In the entries below, find each line with the word "lamp" and return it.

○ ○ ○ ○ ○

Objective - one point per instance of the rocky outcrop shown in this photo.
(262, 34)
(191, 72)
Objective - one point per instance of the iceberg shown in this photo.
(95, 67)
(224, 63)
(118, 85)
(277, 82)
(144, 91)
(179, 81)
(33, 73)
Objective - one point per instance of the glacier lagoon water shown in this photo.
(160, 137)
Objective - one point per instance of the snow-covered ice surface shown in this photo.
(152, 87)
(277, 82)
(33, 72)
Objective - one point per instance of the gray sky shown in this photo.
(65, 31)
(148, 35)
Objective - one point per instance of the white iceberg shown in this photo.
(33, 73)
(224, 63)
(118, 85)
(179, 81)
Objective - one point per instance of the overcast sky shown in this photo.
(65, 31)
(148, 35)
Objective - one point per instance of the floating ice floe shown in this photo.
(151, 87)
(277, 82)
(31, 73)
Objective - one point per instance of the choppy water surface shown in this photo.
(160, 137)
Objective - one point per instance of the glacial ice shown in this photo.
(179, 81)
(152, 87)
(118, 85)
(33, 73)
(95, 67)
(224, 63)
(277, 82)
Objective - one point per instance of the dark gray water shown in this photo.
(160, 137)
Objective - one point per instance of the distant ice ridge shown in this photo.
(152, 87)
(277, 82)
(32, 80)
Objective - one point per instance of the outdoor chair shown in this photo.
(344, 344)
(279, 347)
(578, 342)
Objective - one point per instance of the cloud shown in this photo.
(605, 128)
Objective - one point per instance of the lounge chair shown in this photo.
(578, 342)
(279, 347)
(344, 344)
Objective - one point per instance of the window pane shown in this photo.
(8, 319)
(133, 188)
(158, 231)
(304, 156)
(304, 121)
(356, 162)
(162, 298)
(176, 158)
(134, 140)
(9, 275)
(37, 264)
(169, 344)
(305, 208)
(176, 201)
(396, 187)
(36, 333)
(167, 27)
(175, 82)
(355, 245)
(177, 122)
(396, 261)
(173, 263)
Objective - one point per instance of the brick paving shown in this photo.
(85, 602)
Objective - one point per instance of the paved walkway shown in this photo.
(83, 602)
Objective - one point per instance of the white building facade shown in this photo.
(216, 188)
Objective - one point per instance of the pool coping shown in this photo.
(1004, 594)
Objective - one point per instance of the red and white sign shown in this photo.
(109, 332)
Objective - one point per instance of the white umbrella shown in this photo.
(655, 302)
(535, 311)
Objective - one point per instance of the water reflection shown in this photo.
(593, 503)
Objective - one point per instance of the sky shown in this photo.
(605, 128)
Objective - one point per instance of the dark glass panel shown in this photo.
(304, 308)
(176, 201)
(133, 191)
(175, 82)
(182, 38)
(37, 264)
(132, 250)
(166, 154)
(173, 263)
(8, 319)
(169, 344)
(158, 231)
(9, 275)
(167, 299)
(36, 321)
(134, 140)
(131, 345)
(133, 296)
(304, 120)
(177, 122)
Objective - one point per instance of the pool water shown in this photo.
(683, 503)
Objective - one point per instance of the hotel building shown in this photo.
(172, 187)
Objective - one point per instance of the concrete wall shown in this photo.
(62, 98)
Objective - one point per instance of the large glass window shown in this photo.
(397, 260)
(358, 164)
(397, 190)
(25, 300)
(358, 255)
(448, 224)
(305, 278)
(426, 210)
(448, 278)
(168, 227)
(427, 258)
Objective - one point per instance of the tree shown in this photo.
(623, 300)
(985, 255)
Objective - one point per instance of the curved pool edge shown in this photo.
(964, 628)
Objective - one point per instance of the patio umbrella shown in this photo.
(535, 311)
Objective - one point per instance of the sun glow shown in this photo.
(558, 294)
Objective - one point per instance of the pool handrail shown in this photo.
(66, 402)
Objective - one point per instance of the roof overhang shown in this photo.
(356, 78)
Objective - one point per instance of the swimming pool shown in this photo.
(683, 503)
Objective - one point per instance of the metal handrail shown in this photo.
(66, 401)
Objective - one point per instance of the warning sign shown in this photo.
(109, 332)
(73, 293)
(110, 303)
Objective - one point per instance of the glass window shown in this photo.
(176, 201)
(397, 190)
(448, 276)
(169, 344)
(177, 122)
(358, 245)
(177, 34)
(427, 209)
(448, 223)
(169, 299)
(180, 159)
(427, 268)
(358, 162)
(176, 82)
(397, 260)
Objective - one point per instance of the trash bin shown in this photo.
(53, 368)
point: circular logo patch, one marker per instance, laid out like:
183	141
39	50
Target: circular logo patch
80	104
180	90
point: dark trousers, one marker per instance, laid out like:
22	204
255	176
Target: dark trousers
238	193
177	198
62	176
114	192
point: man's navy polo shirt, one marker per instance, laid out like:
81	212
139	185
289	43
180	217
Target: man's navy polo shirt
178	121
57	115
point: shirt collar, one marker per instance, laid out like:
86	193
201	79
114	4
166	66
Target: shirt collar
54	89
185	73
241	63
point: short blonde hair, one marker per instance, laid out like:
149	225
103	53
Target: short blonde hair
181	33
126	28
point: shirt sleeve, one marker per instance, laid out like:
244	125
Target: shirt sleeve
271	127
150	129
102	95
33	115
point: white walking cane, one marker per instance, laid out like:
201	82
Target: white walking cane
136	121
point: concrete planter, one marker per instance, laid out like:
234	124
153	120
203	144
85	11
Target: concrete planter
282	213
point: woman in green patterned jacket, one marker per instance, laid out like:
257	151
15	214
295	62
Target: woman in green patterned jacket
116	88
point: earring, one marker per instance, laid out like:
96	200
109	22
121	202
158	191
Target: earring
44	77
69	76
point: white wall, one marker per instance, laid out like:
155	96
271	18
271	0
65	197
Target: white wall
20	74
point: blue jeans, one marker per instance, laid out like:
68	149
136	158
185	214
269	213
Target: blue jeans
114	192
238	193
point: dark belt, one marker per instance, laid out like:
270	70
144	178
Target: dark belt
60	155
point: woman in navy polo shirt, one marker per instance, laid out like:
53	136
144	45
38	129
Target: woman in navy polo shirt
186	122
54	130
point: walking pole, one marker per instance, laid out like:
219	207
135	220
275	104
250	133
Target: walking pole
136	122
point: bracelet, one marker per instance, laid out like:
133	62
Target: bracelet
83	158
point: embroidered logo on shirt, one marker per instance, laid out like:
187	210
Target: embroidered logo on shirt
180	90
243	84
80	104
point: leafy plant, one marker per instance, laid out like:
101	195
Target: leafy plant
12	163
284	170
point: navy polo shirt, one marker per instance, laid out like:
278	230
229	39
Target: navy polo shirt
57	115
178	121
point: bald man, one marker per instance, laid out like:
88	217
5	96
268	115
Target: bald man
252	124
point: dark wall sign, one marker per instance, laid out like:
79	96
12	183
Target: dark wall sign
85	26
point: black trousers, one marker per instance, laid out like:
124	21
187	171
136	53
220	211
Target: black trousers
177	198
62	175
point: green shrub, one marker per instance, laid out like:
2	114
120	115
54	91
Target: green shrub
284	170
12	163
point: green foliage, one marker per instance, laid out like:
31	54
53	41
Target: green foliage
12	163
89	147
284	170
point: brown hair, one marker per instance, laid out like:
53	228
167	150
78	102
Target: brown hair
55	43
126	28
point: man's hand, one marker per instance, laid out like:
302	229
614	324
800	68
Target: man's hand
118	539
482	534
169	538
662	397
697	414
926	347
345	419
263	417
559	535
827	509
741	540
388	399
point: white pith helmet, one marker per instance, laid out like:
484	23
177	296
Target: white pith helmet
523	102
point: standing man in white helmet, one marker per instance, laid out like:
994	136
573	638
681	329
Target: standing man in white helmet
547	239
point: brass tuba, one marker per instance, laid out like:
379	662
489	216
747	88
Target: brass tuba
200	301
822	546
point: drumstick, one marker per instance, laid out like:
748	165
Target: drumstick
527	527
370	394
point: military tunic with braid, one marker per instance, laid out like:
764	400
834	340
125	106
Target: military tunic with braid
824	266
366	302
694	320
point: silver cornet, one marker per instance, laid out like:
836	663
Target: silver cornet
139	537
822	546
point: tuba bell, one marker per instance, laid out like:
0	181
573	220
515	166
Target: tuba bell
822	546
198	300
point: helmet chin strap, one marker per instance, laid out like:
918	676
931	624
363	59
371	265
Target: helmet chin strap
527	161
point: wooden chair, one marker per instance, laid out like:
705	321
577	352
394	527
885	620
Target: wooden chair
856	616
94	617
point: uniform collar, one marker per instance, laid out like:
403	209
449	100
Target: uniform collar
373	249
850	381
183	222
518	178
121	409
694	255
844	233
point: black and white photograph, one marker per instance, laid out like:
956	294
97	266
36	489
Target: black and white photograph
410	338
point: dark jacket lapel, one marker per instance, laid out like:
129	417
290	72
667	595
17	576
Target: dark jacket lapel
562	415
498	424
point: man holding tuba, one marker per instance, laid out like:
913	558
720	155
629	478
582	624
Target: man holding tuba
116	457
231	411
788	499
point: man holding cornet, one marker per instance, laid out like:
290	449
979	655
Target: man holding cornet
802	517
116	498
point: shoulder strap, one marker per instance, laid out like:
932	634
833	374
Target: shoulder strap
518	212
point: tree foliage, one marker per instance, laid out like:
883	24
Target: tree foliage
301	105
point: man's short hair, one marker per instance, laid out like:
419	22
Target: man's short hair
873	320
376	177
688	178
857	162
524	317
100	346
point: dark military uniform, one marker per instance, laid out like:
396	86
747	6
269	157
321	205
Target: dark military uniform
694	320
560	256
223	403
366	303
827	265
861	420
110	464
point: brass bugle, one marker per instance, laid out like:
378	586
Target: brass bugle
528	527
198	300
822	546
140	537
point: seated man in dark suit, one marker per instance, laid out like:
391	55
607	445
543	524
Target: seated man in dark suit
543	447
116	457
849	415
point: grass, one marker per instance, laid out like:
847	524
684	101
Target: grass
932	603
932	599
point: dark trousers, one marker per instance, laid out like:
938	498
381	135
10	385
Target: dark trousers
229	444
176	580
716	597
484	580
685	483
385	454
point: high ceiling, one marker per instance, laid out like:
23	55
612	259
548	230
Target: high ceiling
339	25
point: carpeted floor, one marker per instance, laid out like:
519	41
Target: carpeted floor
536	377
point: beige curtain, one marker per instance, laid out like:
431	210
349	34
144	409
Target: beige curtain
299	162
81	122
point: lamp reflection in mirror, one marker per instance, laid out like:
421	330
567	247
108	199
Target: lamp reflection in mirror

○ ○ ○ ○ ○

## [Answer box]
point: lamp reflection in mirror, one marker per instance, laid out like:
Target: lamp reflection in mirror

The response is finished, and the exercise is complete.